# start of Given entries

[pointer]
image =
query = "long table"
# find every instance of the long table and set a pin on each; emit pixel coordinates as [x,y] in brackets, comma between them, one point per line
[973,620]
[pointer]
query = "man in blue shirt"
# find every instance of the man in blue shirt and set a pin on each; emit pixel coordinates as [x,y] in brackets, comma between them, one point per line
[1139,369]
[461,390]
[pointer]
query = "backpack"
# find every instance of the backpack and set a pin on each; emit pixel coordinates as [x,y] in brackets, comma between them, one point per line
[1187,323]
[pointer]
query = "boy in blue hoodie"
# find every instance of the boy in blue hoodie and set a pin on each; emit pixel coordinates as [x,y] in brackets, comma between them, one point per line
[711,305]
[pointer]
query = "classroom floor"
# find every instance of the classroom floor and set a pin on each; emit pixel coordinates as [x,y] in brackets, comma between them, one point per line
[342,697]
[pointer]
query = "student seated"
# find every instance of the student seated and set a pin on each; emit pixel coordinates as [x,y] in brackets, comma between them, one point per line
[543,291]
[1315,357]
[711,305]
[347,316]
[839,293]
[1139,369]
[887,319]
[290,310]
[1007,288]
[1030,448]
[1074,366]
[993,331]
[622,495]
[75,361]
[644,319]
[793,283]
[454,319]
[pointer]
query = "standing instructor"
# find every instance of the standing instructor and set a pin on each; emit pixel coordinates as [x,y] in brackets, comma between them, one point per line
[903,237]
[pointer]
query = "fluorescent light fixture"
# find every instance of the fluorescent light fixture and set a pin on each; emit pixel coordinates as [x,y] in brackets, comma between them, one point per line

# end of Given entries

Report every line of the items above that contains the string "fixture", matching case exactly.

• **Task response**:
query = "fluorescent light fixture"
# find every instance of the fluorescent light fixture and set a pin on each; emit pixel coordinates as [x,y] in brackets, comma between them, one point per line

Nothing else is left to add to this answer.